* Tasks to perform *
a. According to the article on India's draft personal data protection Bill, in what month and year was the Justice B N Srikrishna-led panel formed?
b. Write a continuation of the article on India's draft personal data protection Bill, starting after its last sentence.

** Passage provided follows **

Justice B N Srikrishna, Head of data protection committee
Recognising privacy as a fundamental right, the draft personal data protection
Bill has mandated that explicit consent must be taken for processing sensitive personal data like biometrics, sexual orientation, and religious or political belief. Also, at least a copy of such personal data should be stored in India. The Justice B N Srikrishna-led panel submitted the Bill along with the recommendations on personal data protection
to the government on Friday, after deliberating on the issue for one year. The panel was formed in July 2017 after the Supreme Court delivered a verdict that privacy was a fundamental right.
The Bill has proposed stringent penalties in case of any violation or misuse of personal data by public or private entities. For instance, if a data fiduciary, which can be a person, company or state, processes personal data in contravention of the Act, it would be liable to a penalty of up to Rs 150 million or 4 per cent of an entity’s total worldwide turnover in the preceding financial year, whichever is higher. If the data fiduciary fails to take prompt action in response to a data security breach, it would be liable to pay up to Rs 50 million or 2 per cent of its total worldwide turnover, whichever is higher.
The proposed legislation contains a provision for the ‘Right to be Forgotten’, which is in line with the European data privacy
laws such as GDPR (general data protection
regulation). While the draft Bill does not insist on personal data of residents of India to be stored only in India, it has made an enabling provision where the government can notify categories of personal data as critical data, which would be only stored in India.
According to the Bill, processing of personal data should be done only for the purpose it was collected or for compliance of any law, employment and for any function of Parliament or any state legislature.
‘Sensitive personal data’ comprises passwords, financial data, health data, sex life, sexual orientation, biometric data, genetic data, caste or tribe and religious or political belief or affiliation.
When asked about Reserve Bank of India (RBI) mandating storage of financial data in India, Justice Srikrishna said the central bank had jumped the gun. When the personal data protection
law comes into force, it would over-ride all other directions, he said.
The 10-member panel has identified a list of 50 statutes and regulations which have a potential overlap with the data protection
framework. The panel recommended certain other enactments which require to be amended simultaneously with a data protection
regime. Three such enactments have been identified — Aadhaar Act, RTI Act and IT Act.
The bill, based on the recommendations of the panel, has put in strong conditions for cross-border transfer of personal data. Only the Central government can prescribe the permissibility of transfers where it finds that the relevant personal data shall be subject to an adequate level of protection. The mandatory localisation of personal data has drawn mixed reactions with privacy advocates cheering the move but industry, especially in the field of information technology, terming it as a trade barrier.

** End of Passage provided **
** Exercise data follows **

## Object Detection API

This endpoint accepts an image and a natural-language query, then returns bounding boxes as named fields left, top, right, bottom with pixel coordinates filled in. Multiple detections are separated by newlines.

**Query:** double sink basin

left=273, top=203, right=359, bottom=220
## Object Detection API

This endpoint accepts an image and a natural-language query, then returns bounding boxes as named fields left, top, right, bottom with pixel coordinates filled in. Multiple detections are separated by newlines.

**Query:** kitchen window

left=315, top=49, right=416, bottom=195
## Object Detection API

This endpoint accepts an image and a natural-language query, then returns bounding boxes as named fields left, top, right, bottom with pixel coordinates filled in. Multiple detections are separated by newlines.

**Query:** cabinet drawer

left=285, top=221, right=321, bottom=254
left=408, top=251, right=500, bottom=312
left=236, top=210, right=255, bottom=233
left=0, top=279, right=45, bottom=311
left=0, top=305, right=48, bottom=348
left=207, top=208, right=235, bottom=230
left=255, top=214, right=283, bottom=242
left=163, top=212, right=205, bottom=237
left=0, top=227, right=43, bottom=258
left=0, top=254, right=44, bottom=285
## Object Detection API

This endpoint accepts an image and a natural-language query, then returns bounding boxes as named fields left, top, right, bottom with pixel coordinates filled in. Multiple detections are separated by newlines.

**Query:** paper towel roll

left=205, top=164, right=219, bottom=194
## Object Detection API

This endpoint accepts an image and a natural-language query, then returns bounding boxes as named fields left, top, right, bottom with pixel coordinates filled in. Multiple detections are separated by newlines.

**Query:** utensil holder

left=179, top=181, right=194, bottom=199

** End of Exercise data **

* Outputs for the tasks *
a. July 2017.

b.
“Mandating localisation of all personal data as proposed in the bill is likely to become a trade barrier in the key markets. Startups from India that are going global may not be able to leverage global cloud platforms and will face similar barriers as they expand in new markets,” IT industry body Nasscom said.
The Srikrishna panel
differed with telecom regulator Trai in defining data ownership. The Justice said the whole idea of ownership of the data was a concept that had something to do with property. “We have not treated data as a matter of property, it is a matter of my trust in somebody… we did not use the word data subject although it is being used by GDPR and other countries also. We have called data fiduciary and data principal,” he said. Recently Trai had said that customers own their data and that all digital entities and intermediaries were mere custodians of data.
Data fiduciary can be any person, state, company, any juristic entity or any individual who alone or in conjunction with others determines the purpose and means of processing of personal data. Data principal has been defined as a natural person to whom the personal data relates. The bill will now go through inter-ministerial consultations before being taken up by the Union Cabinet. It would require Parliament’s nod to become a law. Justice Srikrishna said privacy had become a burning issue and therefore every effort had to be made to protect data at any cost.
“It is a monumental law and we would like to have widest parliamentary consultation... We want Indian data protection
law to become a model globally, blending security, privacy, safety and innovation,” Prasad said.
The bill proposes that a data protection
authority should be set up. The authority, which will be equivalent to a civil court, will consist of a chairperson and six whole-time members. Also, an appellate tribunal has to be established.
Reacting to the Srikrishna report, Vidur Gupta, partner, government and public sector, EY India, said the data protection
report would be a key step towards building the important base of ‘trusted’ digital India.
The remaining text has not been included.